Line tally for the word "baseball": count the lines below that contain it and reply with the number alone.

>>>>>

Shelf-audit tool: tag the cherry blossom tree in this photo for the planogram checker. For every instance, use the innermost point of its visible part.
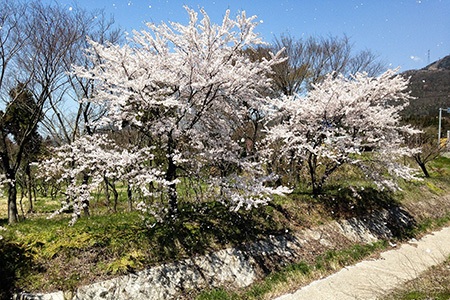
(346, 121)
(99, 158)
(189, 88)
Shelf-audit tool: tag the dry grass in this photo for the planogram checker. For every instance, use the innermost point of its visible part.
(432, 284)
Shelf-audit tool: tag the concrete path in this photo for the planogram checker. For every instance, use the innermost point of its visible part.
(372, 279)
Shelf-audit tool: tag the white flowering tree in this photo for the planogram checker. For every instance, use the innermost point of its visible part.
(97, 158)
(189, 88)
(347, 121)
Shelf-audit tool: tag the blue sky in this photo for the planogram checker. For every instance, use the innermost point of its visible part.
(402, 33)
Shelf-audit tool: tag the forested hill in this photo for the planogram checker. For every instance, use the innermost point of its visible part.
(431, 88)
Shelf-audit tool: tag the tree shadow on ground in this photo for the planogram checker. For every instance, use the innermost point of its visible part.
(15, 263)
(348, 202)
(203, 227)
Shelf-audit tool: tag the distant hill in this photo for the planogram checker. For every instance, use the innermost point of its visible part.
(431, 87)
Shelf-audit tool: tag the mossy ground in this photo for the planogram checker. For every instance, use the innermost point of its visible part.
(40, 254)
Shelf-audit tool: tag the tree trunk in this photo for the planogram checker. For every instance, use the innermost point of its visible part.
(130, 198)
(171, 175)
(312, 168)
(108, 202)
(116, 195)
(424, 169)
(13, 214)
(86, 202)
(29, 188)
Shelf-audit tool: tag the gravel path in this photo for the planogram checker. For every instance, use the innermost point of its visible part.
(372, 279)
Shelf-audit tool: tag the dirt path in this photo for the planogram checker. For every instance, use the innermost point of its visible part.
(372, 279)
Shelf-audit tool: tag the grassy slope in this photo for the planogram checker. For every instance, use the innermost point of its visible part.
(43, 255)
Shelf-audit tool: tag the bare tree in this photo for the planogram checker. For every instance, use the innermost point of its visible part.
(309, 60)
(39, 43)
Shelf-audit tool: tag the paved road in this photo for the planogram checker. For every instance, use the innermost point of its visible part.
(371, 279)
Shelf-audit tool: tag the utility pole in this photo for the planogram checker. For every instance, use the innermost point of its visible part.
(440, 122)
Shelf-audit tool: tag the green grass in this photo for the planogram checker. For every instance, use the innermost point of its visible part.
(298, 273)
(41, 255)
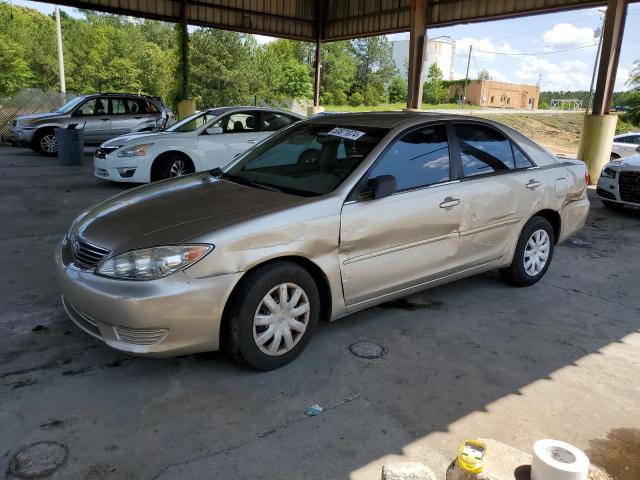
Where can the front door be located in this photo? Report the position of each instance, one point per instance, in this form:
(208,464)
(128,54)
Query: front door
(410,237)
(500,191)
(93,116)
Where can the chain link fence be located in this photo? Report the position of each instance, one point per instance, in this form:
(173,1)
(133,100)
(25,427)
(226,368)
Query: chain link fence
(28,101)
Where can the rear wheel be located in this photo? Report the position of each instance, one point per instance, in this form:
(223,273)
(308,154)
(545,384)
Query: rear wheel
(272,315)
(613,205)
(533,254)
(45,142)
(174,165)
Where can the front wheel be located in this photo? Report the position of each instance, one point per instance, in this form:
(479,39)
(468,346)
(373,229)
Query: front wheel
(272,315)
(45,143)
(533,254)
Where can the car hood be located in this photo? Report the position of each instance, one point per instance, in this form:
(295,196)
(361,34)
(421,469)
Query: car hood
(632,161)
(39,116)
(175,211)
(136,138)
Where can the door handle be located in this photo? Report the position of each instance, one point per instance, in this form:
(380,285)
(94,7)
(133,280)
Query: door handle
(449,203)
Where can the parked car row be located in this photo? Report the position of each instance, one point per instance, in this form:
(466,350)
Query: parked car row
(102,116)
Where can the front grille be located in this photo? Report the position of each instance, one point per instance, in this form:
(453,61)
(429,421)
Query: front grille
(605,194)
(141,336)
(86,254)
(102,152)
(82,320)
(629,185)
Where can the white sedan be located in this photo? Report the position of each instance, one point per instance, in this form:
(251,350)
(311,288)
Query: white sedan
(619,183)
(625,145)
(203,141)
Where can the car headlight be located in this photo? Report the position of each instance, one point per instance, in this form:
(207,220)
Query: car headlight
(152,263)
(135,151)
(608,172)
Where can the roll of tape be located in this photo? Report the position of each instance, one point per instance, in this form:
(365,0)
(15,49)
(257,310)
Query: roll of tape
(556,460)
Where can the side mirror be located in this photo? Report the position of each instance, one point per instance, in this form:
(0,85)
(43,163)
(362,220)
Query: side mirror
(214,130)
(379,187)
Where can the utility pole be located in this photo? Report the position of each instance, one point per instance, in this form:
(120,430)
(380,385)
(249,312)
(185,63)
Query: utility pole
(63,85)
(596,62)
(466,77)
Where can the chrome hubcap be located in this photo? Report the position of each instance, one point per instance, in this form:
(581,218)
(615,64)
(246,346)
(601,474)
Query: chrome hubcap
(49,143)
(178,168)
(536,252)
(281,319)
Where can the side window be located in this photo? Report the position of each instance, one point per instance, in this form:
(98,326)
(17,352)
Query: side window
(483,150)
(419,158)
(238,122)
(273,121)
(95,106)
(118,106)
(520,158)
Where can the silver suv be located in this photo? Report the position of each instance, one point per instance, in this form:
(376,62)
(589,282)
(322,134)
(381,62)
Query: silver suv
(103,116)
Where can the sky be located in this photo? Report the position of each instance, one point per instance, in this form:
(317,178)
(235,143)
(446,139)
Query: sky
(543,36)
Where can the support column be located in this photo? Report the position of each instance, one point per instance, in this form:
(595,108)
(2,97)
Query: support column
(417,51)
(186,106)
(599,127)
(317,65)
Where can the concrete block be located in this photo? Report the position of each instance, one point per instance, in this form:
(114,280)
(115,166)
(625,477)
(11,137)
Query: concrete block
(407,471)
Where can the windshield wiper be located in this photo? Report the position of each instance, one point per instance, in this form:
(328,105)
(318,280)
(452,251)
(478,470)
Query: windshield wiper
(219,173)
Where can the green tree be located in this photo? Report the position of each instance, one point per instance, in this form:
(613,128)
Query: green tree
(484,74)
(375,68)
(15,73)
(398,90)
(434,91)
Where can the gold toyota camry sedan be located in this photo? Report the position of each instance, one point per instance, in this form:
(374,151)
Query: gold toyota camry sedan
(327,217)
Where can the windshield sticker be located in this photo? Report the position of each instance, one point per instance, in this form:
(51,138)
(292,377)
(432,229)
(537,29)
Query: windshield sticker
(346,133)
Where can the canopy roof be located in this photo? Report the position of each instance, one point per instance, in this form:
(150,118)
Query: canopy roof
(325,19)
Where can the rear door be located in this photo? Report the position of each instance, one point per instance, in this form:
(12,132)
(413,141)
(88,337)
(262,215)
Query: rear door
(239,133)
(500,190)
(131,115)
(93,116)
(410,237)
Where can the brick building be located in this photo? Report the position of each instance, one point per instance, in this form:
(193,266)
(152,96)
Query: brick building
(489,93)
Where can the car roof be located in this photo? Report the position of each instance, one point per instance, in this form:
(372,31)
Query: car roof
(388,119)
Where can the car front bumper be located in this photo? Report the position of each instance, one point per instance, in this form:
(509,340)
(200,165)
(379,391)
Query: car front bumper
(171,316)
(21,136)
(608,189)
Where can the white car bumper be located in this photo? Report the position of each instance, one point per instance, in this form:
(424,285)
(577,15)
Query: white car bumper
(122,169)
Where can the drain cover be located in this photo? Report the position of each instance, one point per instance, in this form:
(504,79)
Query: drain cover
(368,350)
(38,460)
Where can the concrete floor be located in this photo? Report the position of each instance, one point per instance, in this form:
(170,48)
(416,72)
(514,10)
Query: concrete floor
(473,358)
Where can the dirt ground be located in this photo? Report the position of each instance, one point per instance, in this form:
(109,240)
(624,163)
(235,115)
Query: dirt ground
(558,132)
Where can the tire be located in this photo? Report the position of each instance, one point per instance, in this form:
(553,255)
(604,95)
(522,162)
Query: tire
(613,205)
(45,143)
(535,236)
(249,319)
(175,165)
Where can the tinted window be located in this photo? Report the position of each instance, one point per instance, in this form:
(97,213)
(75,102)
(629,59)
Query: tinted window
(520,158)
(238,122)
(483,150)
(96,106)
(419,158)
(118,106)
(272,121)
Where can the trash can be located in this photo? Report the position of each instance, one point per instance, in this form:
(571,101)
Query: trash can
(70,145)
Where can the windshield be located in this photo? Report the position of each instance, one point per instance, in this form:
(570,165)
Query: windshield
(70,105)
(195,121)
(307,159)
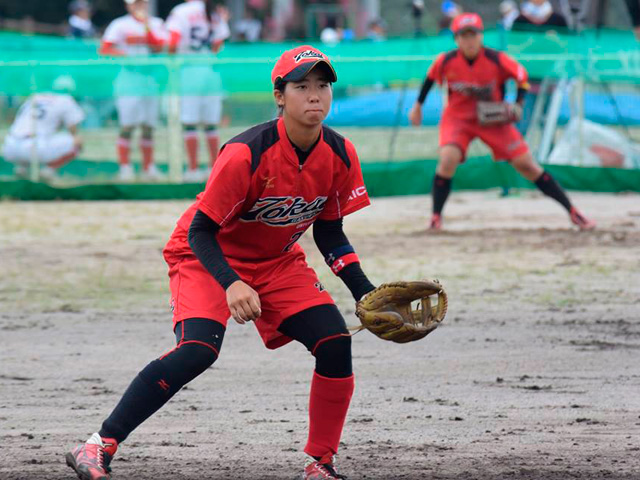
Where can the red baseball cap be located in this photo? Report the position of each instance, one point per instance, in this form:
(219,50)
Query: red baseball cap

<<<<<

▸ **Task result**
2